**GOAL OF THE EXERCISE**. Repeat every entry word for word; omit all pictures.

-------

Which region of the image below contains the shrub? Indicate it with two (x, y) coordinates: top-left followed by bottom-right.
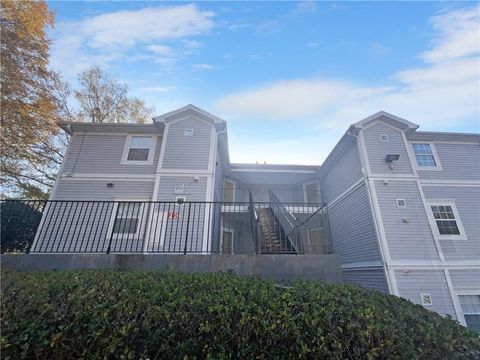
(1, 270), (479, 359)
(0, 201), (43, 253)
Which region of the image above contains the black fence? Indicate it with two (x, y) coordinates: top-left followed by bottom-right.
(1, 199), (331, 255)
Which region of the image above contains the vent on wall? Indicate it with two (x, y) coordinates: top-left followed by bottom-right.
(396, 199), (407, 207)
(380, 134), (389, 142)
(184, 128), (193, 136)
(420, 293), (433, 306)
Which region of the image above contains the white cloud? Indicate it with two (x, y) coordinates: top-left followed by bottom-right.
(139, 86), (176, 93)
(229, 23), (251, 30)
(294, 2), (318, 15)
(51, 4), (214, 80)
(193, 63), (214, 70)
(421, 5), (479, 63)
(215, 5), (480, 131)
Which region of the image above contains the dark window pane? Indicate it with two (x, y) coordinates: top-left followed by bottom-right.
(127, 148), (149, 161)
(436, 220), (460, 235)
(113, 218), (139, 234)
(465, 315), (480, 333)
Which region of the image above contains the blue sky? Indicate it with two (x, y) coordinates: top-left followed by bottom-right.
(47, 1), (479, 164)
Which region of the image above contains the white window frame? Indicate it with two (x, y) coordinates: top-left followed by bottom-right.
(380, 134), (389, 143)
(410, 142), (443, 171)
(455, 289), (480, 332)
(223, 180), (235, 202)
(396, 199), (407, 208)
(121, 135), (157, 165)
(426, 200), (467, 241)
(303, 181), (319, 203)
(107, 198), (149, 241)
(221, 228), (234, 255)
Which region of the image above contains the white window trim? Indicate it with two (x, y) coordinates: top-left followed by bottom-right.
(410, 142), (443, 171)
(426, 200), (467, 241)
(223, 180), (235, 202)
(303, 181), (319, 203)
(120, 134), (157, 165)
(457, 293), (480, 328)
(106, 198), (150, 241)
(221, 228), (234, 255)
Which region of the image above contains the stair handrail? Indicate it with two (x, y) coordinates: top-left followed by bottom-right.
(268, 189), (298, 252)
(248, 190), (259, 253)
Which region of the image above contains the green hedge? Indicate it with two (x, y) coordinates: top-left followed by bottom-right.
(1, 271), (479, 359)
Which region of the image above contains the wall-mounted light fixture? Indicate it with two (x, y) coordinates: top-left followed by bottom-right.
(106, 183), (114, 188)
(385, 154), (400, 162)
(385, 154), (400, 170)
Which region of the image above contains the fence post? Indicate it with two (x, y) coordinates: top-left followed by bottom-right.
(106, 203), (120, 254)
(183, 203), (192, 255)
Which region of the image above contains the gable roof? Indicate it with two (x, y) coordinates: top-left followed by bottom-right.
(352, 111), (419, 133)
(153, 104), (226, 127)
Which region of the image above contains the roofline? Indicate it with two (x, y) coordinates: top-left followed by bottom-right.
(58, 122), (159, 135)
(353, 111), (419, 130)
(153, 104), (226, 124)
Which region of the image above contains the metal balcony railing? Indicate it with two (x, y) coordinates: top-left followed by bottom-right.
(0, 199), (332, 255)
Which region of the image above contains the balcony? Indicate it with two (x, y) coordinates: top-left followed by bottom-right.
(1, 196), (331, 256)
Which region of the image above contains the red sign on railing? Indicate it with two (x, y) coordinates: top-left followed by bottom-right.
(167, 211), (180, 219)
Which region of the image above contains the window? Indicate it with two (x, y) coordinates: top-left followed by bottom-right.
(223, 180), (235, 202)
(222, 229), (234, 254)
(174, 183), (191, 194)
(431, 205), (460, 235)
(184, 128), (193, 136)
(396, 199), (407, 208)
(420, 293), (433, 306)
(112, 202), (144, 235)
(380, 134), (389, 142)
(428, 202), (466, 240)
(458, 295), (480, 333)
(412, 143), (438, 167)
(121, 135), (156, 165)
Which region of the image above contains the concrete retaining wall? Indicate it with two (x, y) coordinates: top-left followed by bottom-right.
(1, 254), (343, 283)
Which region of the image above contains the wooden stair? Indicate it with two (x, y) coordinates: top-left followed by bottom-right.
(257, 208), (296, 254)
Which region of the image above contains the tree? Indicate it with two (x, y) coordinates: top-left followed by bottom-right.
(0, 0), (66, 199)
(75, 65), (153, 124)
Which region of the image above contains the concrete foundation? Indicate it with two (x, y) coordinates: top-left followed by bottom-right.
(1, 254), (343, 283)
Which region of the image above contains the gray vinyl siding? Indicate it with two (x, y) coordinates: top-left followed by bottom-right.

-------

**REPLY**.
Which region of the image below contains the shrub? Indicate it with two (x, y) coordinates: top-left followed by bottom-right.
(1, 270), (479, 359)
(0, 201), (43, 253)
Which region of the image above contains the black fence? Indicate it with two (x, y) coordinates: top-left followed by bottom-right.
(1, 199), (331, 255)
Which region of the image above contains the vent on wall? Indicate it with two (x, y) coordinates: top-left followed by bottom-right.
(396, 199), (407, 207)
(380, 134), (389, 142)
(184, 128), (193, 136)
(420, 293), (433, 306)
Which region of the image above contains the white cloud? Indicate it with two (x, y) coordinates: top-left followed by bottom-right.
(139, 86), (176, 93)
(229, 23), (251, 30)
(294, 2), (318, 15)
(51, 4), (214, 80)
(193, 63), (214, 70)
(421, 5), (479, 63)
(215, 5), (480, 131)
Which region of the image above contains the dark window pane? Indicate it with two (x, y) coordinates: top-left followed by bottom-right.
(127, 148), (149, 161)
(436, 220), (460, 235)
(113, 218), (139, 234)
(465, 315), (480, 333)
Which region of the image above contains the blue sky? Indicate it with two (x, y) coordinates: top-left followed by bottom-right.
(47, 1), (479, 164)
Which region of the image above contains the white window frame? Indicate it with two (x, y) coordinates: top-left followed by bottom-right.
(380, 134), (389, 143)
(410, 142), (443, 171)
(455, 289), (480, 332)
(223, 180), (235, 202)
(396, 199), (407, 208)
(121, 135), (157, 165)
(426, 200), (467, 241)
(303, 181), (319, 203)
(107, 198), (149, 241)
(221, 228), (234, 255)
Which region of the image above contains the white window trim? Indicate it with two (x, y) coordinates: top-left followed by bottom-right.
(410, 142), (443, 171)
(426, 200), (467, 241)
(223, 180), (235, 202)
(303, 181), (319, 203)
(120, 134), (157, 165)
(457, 293), (480, 328)
(106, 198), (150, 241)
(221, 228), (234, 255)
Which region of the image above contains the stair handrail? Indicate it with two (x, y) coordinates: top-left followed by bottom-right.
(268, 189), (298, 252)
(248, 190), (259, 253)
Which region of the image above contains the green hedge? Indicate it with two (x, y) coordinates: top-left followed by bottom-right.
(1, 271), (479, 359)
Which region of the image above contains the wall-mounted light fixture? Indicate it with two (x, y) coordinates: top-left followed by bottom-right.
(106, 183), (114, 188)
(385, 154), (400, 162)
(385, 154), (400, 170)
Which region of the image above contains the fence post? Indicate it with two (x, y) coordinates: top-left followed by bottom-right.
(106, 203), (120, 254)
(183, 203), (192, 255)
Which region of the image above contains the gable roof? Indicate it with two (x, y) coordinates: top-left followed by bottom-right.
(352, 111), (419, 133)
(153, 104), (226, 127)
Which region of the image above contains the roofline? Indicate it with two (x, y) coordinates: top-left followed by bottom-right.
(58, 122), (159, 135)
(353, 111), (419, 130)
(153, 104), (226, 124)
Which region of the image above contains the metal balcony railing? Indicate it with two (x, y) coordinates: top-left followed by bottom-right.
(0, 199), (332, 255)
Which region of the image above contains the balcony? Indicate it with two (x, y) coordinates: top-left followed by bottom-right.
(1, 196), (331, 256)
Which region of the image above contains the red sign on railing? Indicate it with two (x, y) coordinates: top-left followed by bottom-right.
(167, 211), (180, 219)
Which region of the image above contains the window? Indicate it with two (x, y) coordinates: top-left followed by bottom-right.
(223, 180), (235, 202)
(222, 229), (234, 254)
(174, 183), (191, 194)
(431, 205), (460, 235)
(184, 128), (193, 136)
(396, 199), (407, 208)
(420, 293), (433, 306)
(112, 202), (144, 235)
(380, 134), (389, 142)
(428, 202), (466, 240)
(458, 295), (480, 333)
(412, 143), (438, 167)
(121, 135), (156, 165)
Which region of the image above contains the concrete retaining wall? Indicate it with two (x, y) coordinates: top-left followed by bottom-right.
(1, 254), (343, 283)
Which region of the image above contains the wooden stair? Indicate it with two (x, y) coordinates: top-left followed by bottom-right.
(257, 208), (296, 254)
Which region of the image above contains the tree? Indicate it with two (x, y) coordinates: top-left followed by bottom-right.
(0, 0), (66, 199)
(75, 65), (153, 124)
Which region of the image above contains the concrete foundation? Indicate it with two (x, y) coordinates: top-left followed by bottom-right.
(1, 254), (343, 283)
Which region of the image above contains the gray vinyl siding? Indicate it with two (x, y) coordinates: top-left followed by bottom-right.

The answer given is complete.